Crossing Lake Michigan
A first-time crossing on a 24 foot boat.
by Jim Iverson

I own a 1989 Seaward 24. It has a shoal draft wing keel, tiller steering, and a Nissan 6hp outboard. The boat is named Udjat and we sail out of McKinley Marina in Milwaukee, WI. Most of my sailing is confined to day sailing on Lake Michigan with an occasional trip up or down the coast to Racine or Port Washington. I suspect that every sailor on the Great Lakes entertains the notion to cross to the other side. It is only natural to want to see what is over that horizon. Last season while having a particularly enjoyable sail with my friend Mark Johnston, I asked if he would consider joining me on a trip across the lake next year. He enthusiastically agreed and we were committed. It took me several weeks before I mentioned this to my wife, who considered it a bit of a reckless boy’s adventure but offered no objections.
Udjat at the McKinley Marina prior to crossing.


Racing or cruising, sailboats cross the lake all the time. The vast majority of crossings are done aboard larger, heavier boats. The Seaward is no “blue water” boat but it is sturdy and sensibly designed and has a feel that inspires confidence.

WHY CROSS THE LAKE?

Lots of glib answers come to mind: Because it’s there? To get to the other side?


Maybe it really isn’t any more complicated than that. Maybe Mark and I are just two guys looking for that experience that is different enough from our everyday lives to make it feel new and fresh. I feel we were both looking for that sweet-spot between boredom and terror, an experience that would allow us to make use of the skills we had been honing during our daysails. Maybe I was looking to capture a few magic images that would stay with me through the long cold Wisconsin winter.

PICKING A DESTINATION:

Looking at a chart of Lake Michigan reveals a myriad of potential destinations for a lake crossing starting from Milwaukee. I was looking for a port that would be as different from my home port as possible. Ending a passage at a place not much different from where one starts would detract from the experience. Consulting the Lakeland Boating Harbor Guide, two ports appealed to me: Whitehall and Saugatuck.
A 600 foot freighter passes astern as we depart Milwaukee.

• • •

▶ Given request a:
From the lake-crossing article, extract the passage starting at "by Jim Iverson" and ending at "prior to crossing.", word for word.
The lake-crossing article above and the entries that follow are unrelated material.

• • •

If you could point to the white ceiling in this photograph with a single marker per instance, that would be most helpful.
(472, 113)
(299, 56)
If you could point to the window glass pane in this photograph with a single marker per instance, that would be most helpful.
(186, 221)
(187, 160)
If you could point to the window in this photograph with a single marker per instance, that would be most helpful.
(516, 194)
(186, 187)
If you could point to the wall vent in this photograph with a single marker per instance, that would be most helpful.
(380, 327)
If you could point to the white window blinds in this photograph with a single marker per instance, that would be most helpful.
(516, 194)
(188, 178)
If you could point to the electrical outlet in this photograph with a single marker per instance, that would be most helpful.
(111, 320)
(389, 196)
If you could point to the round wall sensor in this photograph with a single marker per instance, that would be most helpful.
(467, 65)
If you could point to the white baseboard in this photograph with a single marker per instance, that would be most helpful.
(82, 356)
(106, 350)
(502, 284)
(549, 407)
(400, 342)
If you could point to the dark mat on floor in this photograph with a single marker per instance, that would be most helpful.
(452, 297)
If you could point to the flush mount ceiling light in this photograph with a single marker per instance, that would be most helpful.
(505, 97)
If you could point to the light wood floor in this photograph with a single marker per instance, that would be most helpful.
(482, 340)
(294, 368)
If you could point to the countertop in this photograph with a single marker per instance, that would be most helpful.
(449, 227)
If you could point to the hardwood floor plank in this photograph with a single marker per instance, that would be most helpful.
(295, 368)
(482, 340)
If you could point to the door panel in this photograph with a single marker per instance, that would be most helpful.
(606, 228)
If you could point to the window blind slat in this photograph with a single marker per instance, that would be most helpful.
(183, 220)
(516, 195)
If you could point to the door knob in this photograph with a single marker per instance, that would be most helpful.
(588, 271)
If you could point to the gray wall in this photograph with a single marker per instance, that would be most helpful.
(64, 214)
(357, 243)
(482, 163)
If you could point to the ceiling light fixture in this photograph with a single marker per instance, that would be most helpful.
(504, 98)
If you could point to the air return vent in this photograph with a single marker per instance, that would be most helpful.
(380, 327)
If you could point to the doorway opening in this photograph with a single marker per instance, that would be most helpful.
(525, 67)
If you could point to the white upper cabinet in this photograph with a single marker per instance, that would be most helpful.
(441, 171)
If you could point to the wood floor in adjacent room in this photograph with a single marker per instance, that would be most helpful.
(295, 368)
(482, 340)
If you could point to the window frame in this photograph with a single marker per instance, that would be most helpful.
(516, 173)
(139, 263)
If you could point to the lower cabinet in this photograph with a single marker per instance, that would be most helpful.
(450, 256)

• • •

▶ Given request b:
Gather every line of the entries that contains the string "wall", copying each line in full.

▶ Correct output a:
by Jim Iverson

I own a 1989 Seaward 24. It has a shoal draft wing keel, tiller steering, and a Nissan 6hp outboard. The boat is named Udjat and we sail out of McKinley Marina in Milwaukee, WI. Most of my sailing is confined to day sailing on Lake Michigan with an occasional trip up or down the coast to Racine or Port Washington. I suspect that every sailor on the Great Lakes entertains the notion to cross to the other side. It is only natural to want to see what is over that horizon. Last season while having a particularly enjoyable sail with my friend Mark Johnston, I asked if he would consider joining me on a trip across the lake next year. He enthusiastically agreed and we were committed. It took me several weeks before I mentioned this to my wife, who considered it a bit of a reckless boy’s adventure but offered no objections.
Udjat at the McKinley Marina prior to crossing.

▶ Correct output b:
If you could point to the wall vent in this photograph with a single marker per instance, that would be most helpful.
If you could point to the round wall sensor in this photograph with a single marker per instance, that would be most helpful.
If you could point to the gray wall in this photograph with a single marker per instance, that would be most helpful.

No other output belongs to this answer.